§ Reading text
***
On Aug. 24, the Berlin Film Festival announced that the festival will be updating its performance awards to be gender-neutral in 2021. The Berlinale plans to utilize a hybrid model for next year’s festival and film market, and in addition to accommodating recent changes because of the pandemic, this festival also wants to work towards becoming more gender-inclusive by rejecting the typical gender binaries in performance awards.
Mariette Rissenbeek and Carlo Chatrian, the director duo of the Berlinale, said, “We believe that not separating the awards in the acting field according to gender comprises a signal for a more gender-sensitive awareness in the film industry.”
***
§ Provided data
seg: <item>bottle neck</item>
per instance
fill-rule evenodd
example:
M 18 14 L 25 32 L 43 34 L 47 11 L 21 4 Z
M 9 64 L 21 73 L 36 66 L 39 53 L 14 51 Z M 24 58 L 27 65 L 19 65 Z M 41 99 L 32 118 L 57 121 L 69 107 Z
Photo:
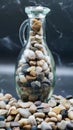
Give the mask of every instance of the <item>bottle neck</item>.
M 45 18 L 30 18 L 29 23 L 28 42 L 30 44 L 32 42 L 44 44 L 46 42 Z

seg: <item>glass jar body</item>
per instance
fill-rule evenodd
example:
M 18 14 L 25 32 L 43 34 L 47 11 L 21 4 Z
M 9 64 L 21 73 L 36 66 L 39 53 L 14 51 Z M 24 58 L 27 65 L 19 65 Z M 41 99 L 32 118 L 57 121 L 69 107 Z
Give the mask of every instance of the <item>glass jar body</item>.
M 16 90 L 23 101 L 47 101 L 55 86 L 55 63 L 46 45 L 44 22 L 33 18 L 29 28 L 27 45 L 16 64 Z

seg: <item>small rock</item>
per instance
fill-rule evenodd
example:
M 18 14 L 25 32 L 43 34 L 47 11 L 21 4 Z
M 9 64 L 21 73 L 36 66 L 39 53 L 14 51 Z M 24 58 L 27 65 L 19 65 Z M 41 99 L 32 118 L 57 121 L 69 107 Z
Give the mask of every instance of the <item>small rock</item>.
M 44 60 L 39 60 L 39 61 L 37 61 L 37 65 L 38 66 L 43 66 L 43 64 L 45 63 L 45 61 Z
M 25 126 L 25 125 L 29 125 L 29 121 L 27 118 L 21 118 L 18 123 L 20 124 L 21 127 Z
M 52 127 L 49 123 L 46 123 L 46 122 L 42 122 L 41 123 L 41 130 L 52 130 Z
M 50 121 L 52 121 L 52 122 L 57 122 L 57 118 L 56 118 L 56 117 L 51 117 L 51 118 L 50 118 Z
M 31 125 L 29 124 L 29 125 L 25 125 L 24 127 L 23 127 L 23 129 L 24 130 L 30 130 L 31 129 Z
M 51 100 L 48 101 L 48 104 L 49 104 L 50 107 L 55 107 L 57 103 L 56 103 L 55 100 L 51 99 Z
M 9 94 L 9 93 L 5 94 L 5 99 L 10 100 L 11 98 L 12 98 L 12 95 L 11 95 L 11 94 Z
M 8 117 L 7 117 L 7 119 L 6 119 L 6 121 L 12 121 L 14 119 L 14 117 L 13 116 L 11 116 L 11 115 L 9 115 Z
M 72 95 L 67 95 L 67 96 L 66 96 L 66 99 L 67 99 L 67 100 L 69 100 L 69 99 L 71 99 L 71 98 L 73 98 Z
M 8 113 L 8 110 L 0 109 L 0 116 L 6 115 Z
M 28 60 L 34 60 L 36 58 L 34 51 L 30 50 L 30 49 L 26 49 L 24 51 L 24 56 L 25 59 Z
M 34 113 L 34 116 L 39 117 L 39 118 L 44 118 L 45 114 L 43 112 L 36 112 L 36 113 Z
M 36 121 L 41 123 L 41 122 L 43 122 L 43 119 L 42 118 L 36 118 Z
M 42 72 L 42 68 L 40 66 L 36 67 L 36 74 L 39 75 Z
M 27 82 L 27 79 L 26 79 L 26 77 L 24 75 L 19 75 L 19 79 L 20 79 L 21 83 Z
M 36 61 L 30 61 L 29 64 L 32 65 L 32 66 L 36 65 Z
M 36 110 L 37 110 L 37 107 L 35 106 L 35 104 L 32 104 L 32 105 L 30 106 L 30 108 L 29 108 L 29 111 L 30 111 L 31 113 L 35 113 Z
M 69 101 L 70 101 L 70 103 L 73 105 L 73 99 L 70 99 Z
M 0 115 L 0 121 L 4 121 L 4 120 L 5 120 L 5 116 Z
M 73 123 L 68 123 L 67 124 L 67 129 L 68 130 L 73 130 Z
M 56 115 L 55 112 L 49 112 L 49 113 L 48 113 L 48 116 L 49 116 L 49 117 L 57 117 L 57 115 Z
M 17 111 L 22 117 L 25 118 L 28 118 L 31 115 L 28 109 L 18 108 Z
M 36 54 L 37 59 L 39 59 L 39 60 L 44 59 L 44 55 L 43 55 L 43 53 L 41 51 L 37 50 L 35 52 L 35 54 Z
M 26 79 L 27 80 L 34 80 L 34 79 L 36 79 L 36 76 L 33 77 L 33 76 L 30 76 L 30 75 L 26 75 Z
M 73 120 L 73 111 L 68 112 L 68 118 Z
M 31 86 L 36 90 L 37 87 L 41 87 L 41 83 L 39 81 L 33 81 L 31 82 Z
M 16 115 L 18 112 L 17 112 L 17 109 L 15 106 L 12 106 L 10 107 L 9 111 L 8 111 L 8 114 L 10 115 Z
M 48 69 L 48 64 L 46 62 L 43 63 L 42 69 L 43 71 Z
M 6 108 L 6 104 L 4 101 L 0 101 L 0 109 Z
M 11 127 L 18 127 L 18 126 L 20 126 L 20 124 L 18 122 L 13 121 L 10 123 L 10 126 Z
M 15 119 L 14 119 L 14 121 L 17 122 L 17 121 L 19 121 L 19 120 L 20 120 L 20 114 L 17 114 L 16 117 L 15 117 Z
M 40 106 L 40 105 L 41 105 L 41 101 L 35 101 L 34 104 L 35 104 L 36 106 Z
M 62 115 L 62 119 L 68 116 L 68 111 L 66 109 L 61 110 L 60 114 Z
M 20 127 L 13 127 L 12 130 L 20 130 Z
M 43 79 L 44 79 L 44 73 L 43 72 L 37 75 L 38 81 L 43 81 Z
M 28 121 L 31 125 L 37 125 L 34 115 L 29 116 Z
M 6 127 L 5 121 L 0 121 L 0 128 L 5 128 L 5 127 Z
M 57 123 L 57 127 L 59 130 L 65 130 L 67 126 L 66 121 L 62 120 L 60 123 Z
M 61 110 L 62 110 L 62 107 L 61 107 L 61 106 L 57 106 L 57 107 L 54 107 L 54 108 L 52 109 L 52 111 L 55 112 L 56 114 L 60 114 Z
M 57 120 L 58 120 L 58 121 L 61 121 L 61 120 L 62 120 L 62 115 L 61 115 L 61 114 L 58 114 L 58 115 L 57 115 Z
M 38 130 L 37 126 L 36 125 L 33 125 L 31 130 Z

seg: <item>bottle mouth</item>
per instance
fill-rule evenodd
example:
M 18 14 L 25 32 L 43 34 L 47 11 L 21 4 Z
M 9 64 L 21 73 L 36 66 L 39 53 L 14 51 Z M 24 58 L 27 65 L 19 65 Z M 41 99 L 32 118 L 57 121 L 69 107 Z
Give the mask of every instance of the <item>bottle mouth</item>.
M 33 14 L 33 15 L 43 14 L 43 15 L 46 15 L 47 13 L 50 12 L 50 9 L 48 7 L 43 7 L 43 6 L 28 6 L 28 7 L 25 7 L 25 12 L 28 15 L 29 14 Z

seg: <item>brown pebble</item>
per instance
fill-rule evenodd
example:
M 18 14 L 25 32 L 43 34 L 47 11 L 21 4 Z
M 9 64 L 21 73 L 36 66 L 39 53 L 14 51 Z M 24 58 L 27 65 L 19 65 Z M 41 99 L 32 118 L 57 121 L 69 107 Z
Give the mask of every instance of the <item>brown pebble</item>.
M 36 110 L 37 110 L 37 107 L 35 106 L 35 104 L 32 104 L 32 105 L 30 106 L 30 108 L 29 108 L 29 111 L 30 111 L 31 113 L 35 113 Z
M 45 114 L 43 112 L 36 112 L 36 113 L 34 113 L 34 116 L 39 117 L 39 118 L 44 118 Z
M 23 129 L 24 130 L 30 130 L 31 129 L 31 125 L 29 124 L 29 125 L 25 125 L 24 127 L 23 127 Z

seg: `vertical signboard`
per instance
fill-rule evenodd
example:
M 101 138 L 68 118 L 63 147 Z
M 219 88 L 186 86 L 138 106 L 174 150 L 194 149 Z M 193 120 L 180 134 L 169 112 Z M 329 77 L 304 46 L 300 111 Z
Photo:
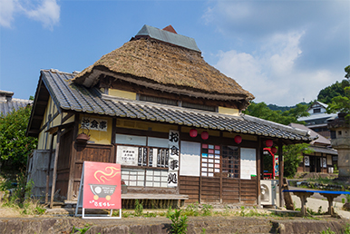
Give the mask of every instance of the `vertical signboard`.
M 168 187 L 178 186 L 179 141 L 179 131 L 170 130 L 169 132 L 169 153 L 166 155 L 166 158 L 169 159 Z M 168 162 L 168 159 L 166 159 L 166 162 Z
M 111 210 L 111 214 L 112 210 L 119 209 L 120 218 L 114 219 L 121 219 L 121 164 L 84 161 L 75 215 L 78 207 L 83 208 L 83 218 L 85 218 L 84 209 L 107 209 Z

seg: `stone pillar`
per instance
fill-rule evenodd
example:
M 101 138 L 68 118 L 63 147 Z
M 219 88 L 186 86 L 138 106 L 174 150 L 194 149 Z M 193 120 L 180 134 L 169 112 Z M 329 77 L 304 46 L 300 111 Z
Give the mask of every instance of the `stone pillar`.
M 328 123 L 328 129 L 335 132 L 335 139 L 331 140 L 332 148 L 338 151 L 339 178 L 350 178 L 350 125 L 345 122 L 345 114 Z

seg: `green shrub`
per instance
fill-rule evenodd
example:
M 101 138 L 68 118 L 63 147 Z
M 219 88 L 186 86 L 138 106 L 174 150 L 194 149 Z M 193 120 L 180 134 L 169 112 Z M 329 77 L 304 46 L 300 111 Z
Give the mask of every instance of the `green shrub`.
M 143 213 L 143 205 L 139 202 L 139 200 L 135 200 L 135 216 L 142 216 Z
M 170 214 L 169 219 L 171 220 L 171 233 L 174 234 L 185 234 L 187 232 L 187 221 L 186 215 L 181 215 L 181 210 L 176 210 Z

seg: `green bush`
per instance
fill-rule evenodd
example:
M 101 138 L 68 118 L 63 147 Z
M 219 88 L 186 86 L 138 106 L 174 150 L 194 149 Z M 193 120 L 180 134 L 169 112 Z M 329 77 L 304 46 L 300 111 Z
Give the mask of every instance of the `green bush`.
M 181 215 L 181 210 L 176 210 L 170 214 L 169 219 L 171 220 L 171 233 L 174 234 L 185 234 L 187 232 L 187 221 L 186 215 Z

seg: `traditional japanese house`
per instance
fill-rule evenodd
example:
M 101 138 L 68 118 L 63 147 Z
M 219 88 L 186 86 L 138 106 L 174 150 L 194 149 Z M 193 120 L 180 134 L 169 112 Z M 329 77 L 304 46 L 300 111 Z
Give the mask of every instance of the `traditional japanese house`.
M 303 161 L 297 168 L 297 172 L 333 173 L 337 167 L 338 152 L 332 149 L 331 141 L 318 132 L 299 123 L 291 123 L 290 126 L 310 132 L 315 140 L 310 142 L 310 153 L 303 153 Z
M 258 204 L 265 141 L 311 138 L 242 114 L 253 98 L 208 64 L 194 39 L 144 25 L 81 73 L 42 70 L 27 134 L 39 138 L 37 151 L 54 151 L 53 191 L 67 202 L 91 161 L 122 164 L 124 199 Z

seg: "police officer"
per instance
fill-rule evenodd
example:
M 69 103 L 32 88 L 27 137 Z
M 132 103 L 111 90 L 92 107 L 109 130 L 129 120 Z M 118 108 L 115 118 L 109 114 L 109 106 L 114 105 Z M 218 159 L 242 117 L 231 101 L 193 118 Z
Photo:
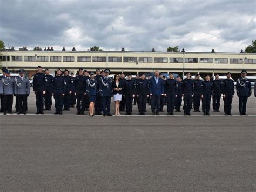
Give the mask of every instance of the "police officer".
M 70 87 L 70 91 L 71 91 L 71 94 L 70 94 L 69 97 L 69 103 L 70 104 L 71 108 L 75 107 L 75 105 L 76 104 L 76 96 L 75 95 L 75 82 L 76 81 L 76 77 L 74 76 L 74 73 L 71 73 L 70 76 L 71 78 L 70 79 L 71 82 L 71 87 Z
M 2 75 L 0 76 L 0 81 L 1 81 L 1 80 L 3 78 L 4 78 L 6 76 L 5 71 L 6 70 L 7 70 L 7 69 L 5 68 L 3 68 L 2 69 Z M 0 84 L 1 84 L 1 83 L 0 83 Z M 4 104 L 3 96 L 2 95 L 0 95 L 0 98 L 1 98 L 1 109 L 0 110 L 0 112 L 3 112 L 3 104 Z
M 187 78 L 183 80 L 183 110 L 184 115 L 191 115 L 190 110 L 191 109 L 191 99 L 194 94 L 194 82 L 190 78 L 190 73 L 186 73 Z
M 248 97 L 252 94 L 252 86 L 249 79 L 246 78 L 247 72 L 242 70 L 241 72 L 241 77 L 237 81 L 237 94 L 239 98 L 239 113 L 240 115 L 246 114 L 246 103 Z
M 136 83 L 136 95 L 138 98 L 139 115 L 145 115 L 147 104 L 147 98 L 149 96 L 149 80 L 145 79 L 144 73 L 140 74 L 140 79 Z M 133 95 L 135 97 L 135 95 Z
M 204 115 L 210 115 L 210 108 L 211 105 L 211 98 L 212 96 L 213 83 L 210 81 L 210 75 L 205 75 L 205 81 L 201 84 L 201 98 L 203 99 L 203 112 Z
M 96 95 L 99 91 L 98 81 L 94 78 L 94 72 L 90 73 L 90 79 L 87 80 L 86 95 L 89 97 L 89 116 L 94 116 L 94 105 L 96 101 Z
M 30 93 L 30 83 L 24 77 L 25 70 L 19 69 L 19 76 L 15 79 L 14 94 L 18 100 L 18 114 L 26 114 L 28 110 L 28 97 Z
M 179 75 L 177 76 L 176 81 L 177 97 L 175 98 L 175 111 L 180 112 L 180 106 L 181 106 L 182 102 L 182 89 L 183 83 L 181 81 L 181 78 L 180 78 Z
M 44 77 L 44 87 L 45 90 L 45 94 L 44 94 L 44 110 L 51 110 L 51 105 L 52 104 L 52 97 L 53 93 L 52 81 L 53 81 L 53 77 L 50 75 L 50 70 L 48 69 L 45 69 Z
M 120 84 L 124 84 L 125 83 L 126 80 L 125 79 L 125 75 L 124 72 L 122 72 L 120 74 L 120 78 L 119 80 Z M 120 101 L 120 111 L 124 111 L 125 108 L 125 99 L 124 98 L 124 94 L 122 94 L 122 100 Z
M 194 111 L 200 112 L 199 110 L 200 103 L 201 102 L 201 96 L 202 95 L 202 86 L 203 81 L 200 79 L 200 74 L 196 75 L 196 79 L 194 80 L 194 96 L 193 100 L 194 102 Z
M 175 98 L 177 96 L 177 82 L 172 73 L 169 73 L 169 78 L 165 81 L 165 94 L 167 98 L 167 115 L 174 115 Z
M 102 97 L 102 111 L 103 116 L 106 115 L 112 116 L 110 113 L 110 102 L 113 96 L 112 80 L 109 77 L 110 73 L 109 69 L 104 70 L 104 77 L 102 77 L 99 80 L 99 93 Z
M 100 70 L 99 68 L 97 68 L 95 71 L 96 75 L 95 76 L 95 79 L 97 81 L 98 84 L 99 84 L 99 80 L 102 77 L 100 74 Z M 96 100 L 95 101 L 95 114 L 96 115 L 102 115 L 102 97 L 100 96 L 99 93 L 97 94 Z
M 62 76 L 60 69 L 57 70 L 56 76 L 53 78 L 53 98 L 55 101 L 55 112 L 54 114 L 62 115 L 63 96 L 66 93 L 66 82 L 64 76 Z
M 11 71 L 5 70 L 6 76 L 2 78 L 0 84 L 0 94 L 3 95 L 3 112 L 12 114 L 12 103 L 14 102 L 14 78 L 11 77 Z
M 234 81 L 231 78 L 230 72 L 226 73 L 227 79 L 222 82 L 223 100 L 224 101 L 225 115 L 232 115 L 231 114 L 231 105 L 234 97 Z
M 79 69 L 78 75 L 76 76 L 75 95 L 77 98 L 77 115 L 84 115 L 85 110 L 85 97 L 86 94 L 86 78 L 83 75 L 83 69 Z
M 212 81 L 213 95 L 212 97 L 212 108 L 213 111 L 220 112 L 220 101 L 221 96 L 221 81 L 219 79 L 219 75 L 217 73 L 215 76 L 215 80 Z
M 125 115 L 132 115 L 133 95 L 135 96 L 134 81 L 132 80 L 132 74 L 128 74 L 128 79 L 125 81 L 124 88 L 124 98 L 125 99 Z
M 45 94 L 44 84 L 45 75 L 42 73 L 42 67 L 37 67 L 37 73 L 33 78 L 33 89 L 36 94 L 36 105 L 37 112 L 36 114 L 44 114 L 44 95 Z
M 69 107 L 70 96 L 71 94 L 71 77 L 69 76 L 69 71 L 68 69 L 64 70 L 64 79 L 66 82 L 66 92 L 63 97 L 63 111 L 70 111 Z

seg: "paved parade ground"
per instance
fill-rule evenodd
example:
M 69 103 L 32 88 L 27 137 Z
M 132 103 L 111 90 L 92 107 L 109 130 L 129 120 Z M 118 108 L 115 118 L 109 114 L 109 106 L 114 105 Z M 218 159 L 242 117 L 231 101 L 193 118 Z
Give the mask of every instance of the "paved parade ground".
M 31 93 L 29 114 L 0 114 L 0 191 L 255 191 L 256 98 L 248 116 L 238 104 L 232 116 L 223 101 L 210 116 L 41 115 Z

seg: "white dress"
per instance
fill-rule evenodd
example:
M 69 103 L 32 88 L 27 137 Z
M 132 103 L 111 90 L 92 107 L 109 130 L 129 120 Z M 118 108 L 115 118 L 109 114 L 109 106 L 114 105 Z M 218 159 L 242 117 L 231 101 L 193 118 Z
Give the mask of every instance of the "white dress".
M 119 83 L 116 83 L 117 87 L 118 87 Z M 116 95 L 114 95 L 114 101 L 122 101 L 122 94 L 119 94 L 118 93 Z

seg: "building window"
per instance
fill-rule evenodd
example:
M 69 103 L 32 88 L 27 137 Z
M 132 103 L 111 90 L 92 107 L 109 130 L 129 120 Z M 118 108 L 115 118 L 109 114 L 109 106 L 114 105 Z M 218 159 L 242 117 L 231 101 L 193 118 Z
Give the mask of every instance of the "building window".
M 74 62 L 75 58 L 73 56 L 63 56 L 63 62 Z
M 230 63 L 242 63 L 242 59 L 230 59 Z
M 185 63 L 198 63 L 198 58 L 185 58 Z
M 154 62 L 167 63 L 168 62 L 168 58 L 154 58 Z
M 50 58 L 50 61 L 51 62 L 61 62 L 62 57 L 56 56 L 51 56 L 51 57 Z
M 122 62 L 122 58 L 116 56 L 109 56 L 107 58 L 107 61 L 109 62 Z
M 106 57 L 105 56 L 93 56 L 92 62 L 106 62 Z
M 12 56 L 12 61 L 22 61 L 22 56 Z
M 0 56 L 0 61 L 10 61 L 10 56 Z
M 256 64 L 256 59 L 245 59 L 245 64 Z
M 139 58 L 139 62 L 142 63 L 152 63 L 153 58 Z
M 212 63 L 212 58 L 200 58 L 200 63 Z
M 77 62 L 91 62 L 90 56 L 78 56 Z
M 36 57 L 35 56 L 25 56 L 24 57 L 24 61 L 36 61 Z
M 183 58 L 170 58 L 170 63 L 183 63 Z
M 227 63 L 227 58 L 215 58 L 215 63 Z
M 136 62 L 137 61 L 137 58 L 124 56 L 124 62 Z
M 39 62 L 48 62 L 48 56 L 37 56 L 37 61 Z

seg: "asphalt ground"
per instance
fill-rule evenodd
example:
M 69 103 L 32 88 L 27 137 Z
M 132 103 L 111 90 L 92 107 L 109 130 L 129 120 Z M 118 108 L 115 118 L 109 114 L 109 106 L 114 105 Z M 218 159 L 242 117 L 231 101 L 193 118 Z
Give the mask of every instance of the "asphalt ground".
M 248 116 L 235 96 L 232 116 L 223 101 L 210 116 L 113 117 L 36 115 L 29 101 L 28 115 L 0 114 L 1 191 L 256 190 L 254 96 Z

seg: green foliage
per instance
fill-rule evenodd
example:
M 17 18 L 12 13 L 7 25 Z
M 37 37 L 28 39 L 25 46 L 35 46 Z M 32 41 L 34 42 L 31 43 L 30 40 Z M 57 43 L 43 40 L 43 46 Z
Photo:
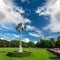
***
§ Check your understanding
1) Repeat the passage on the Berlin Film Festival's acting awards word for word, starting at "On Aug. 24, the" and ending at "in performance awards.".
2) Translate this sentence from the passage on the Berlin Film Festival's acting awards into Spanish: "On Aug. 24, the Berlin Film Festival announced that the festival will be updating its performance awards to be gender-neutral in 2021."
3) Carry on writing the passage on the Berlin Film Festival's gender-neutral acting awards from the point where it stops.

§ Written responses
1)
On Aug. 24, the Berlin Film Festival announced that the festival will be updating its performance awards to be gender-neutral in 2021. The Berlinale plans to utilize a hybrid model for next year’s festival and film market, and in addition to accommodating recent changes because of the pandemic, this festival also wants to work towards becoming more gender-inclusive by rejecting the typical gender binaries in performance awards.

2) El 24 de agosto, el Festival de Cine de Berlín anunció que el festival actualizará sus premios de interpretación para que sean neutrales en cuanto al género en 2021.

3)
The festival’s awards, the Silver Bear prizes, had previously been delineated according to “Best Actor” and “Best Actress.” The awards in 2021, however, will be more gender-inclusive with titles like “Best Leading Performance” and “Best Supporting Performance.” The remaining prizes — limited in number due to changes from the pandemic — are gender-neutral. The 2021 festival will feature these “performance” prizes, a Golden Bear for Best Film and Silver Bear prizes for Best Director, Best Screenplay and Outstanding Artistic Contribution, as well as Grand Jury Prize and Jury Prize.
Recently, the Berlin Film Festival has been reckoning with some of its former awards. During the Berlin Film Festival in early 2020, the former “Silver Bear Alfred Bauer Prize” was suspended after a discovery that Bauer — the festival’s first director — had ties to the Nazi Party.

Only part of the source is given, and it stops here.